HOW TO COMPLETE THIS TASK: In the records below, count each line where the word "snow" appears, and reply with that number only.

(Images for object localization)
+-------+

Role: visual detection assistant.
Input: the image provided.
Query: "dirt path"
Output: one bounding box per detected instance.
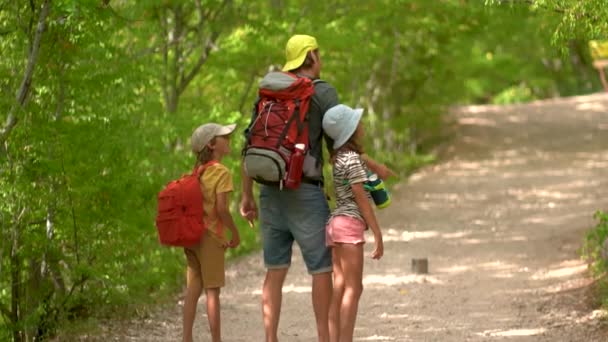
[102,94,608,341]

+-------+

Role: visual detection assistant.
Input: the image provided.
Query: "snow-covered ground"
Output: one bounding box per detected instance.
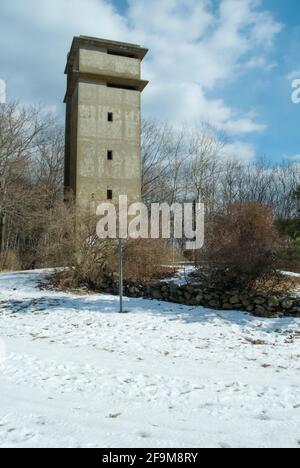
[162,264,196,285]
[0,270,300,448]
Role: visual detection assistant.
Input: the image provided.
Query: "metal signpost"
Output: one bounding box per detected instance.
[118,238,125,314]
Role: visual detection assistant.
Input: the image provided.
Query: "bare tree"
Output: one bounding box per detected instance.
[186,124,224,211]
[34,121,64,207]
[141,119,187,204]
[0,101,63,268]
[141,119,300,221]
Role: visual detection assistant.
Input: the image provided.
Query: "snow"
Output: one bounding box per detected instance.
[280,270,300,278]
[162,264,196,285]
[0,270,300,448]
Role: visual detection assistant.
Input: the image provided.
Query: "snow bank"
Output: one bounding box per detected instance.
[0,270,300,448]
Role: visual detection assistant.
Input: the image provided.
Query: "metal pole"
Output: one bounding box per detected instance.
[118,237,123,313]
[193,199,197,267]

+-------+

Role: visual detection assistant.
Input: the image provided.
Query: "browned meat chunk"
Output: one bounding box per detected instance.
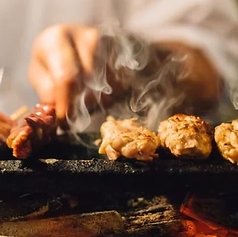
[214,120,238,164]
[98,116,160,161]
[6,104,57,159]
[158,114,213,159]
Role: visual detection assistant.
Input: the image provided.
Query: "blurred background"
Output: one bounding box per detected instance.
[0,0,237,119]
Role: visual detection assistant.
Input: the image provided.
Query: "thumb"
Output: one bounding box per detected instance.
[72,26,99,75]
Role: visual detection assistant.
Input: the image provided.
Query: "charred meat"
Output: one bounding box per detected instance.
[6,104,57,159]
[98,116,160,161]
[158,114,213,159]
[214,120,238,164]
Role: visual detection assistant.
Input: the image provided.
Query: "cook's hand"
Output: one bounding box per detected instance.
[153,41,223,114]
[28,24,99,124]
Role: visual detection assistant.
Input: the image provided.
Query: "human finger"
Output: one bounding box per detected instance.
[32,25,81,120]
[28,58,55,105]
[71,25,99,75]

+-------+

SOLUTION BELOW: 3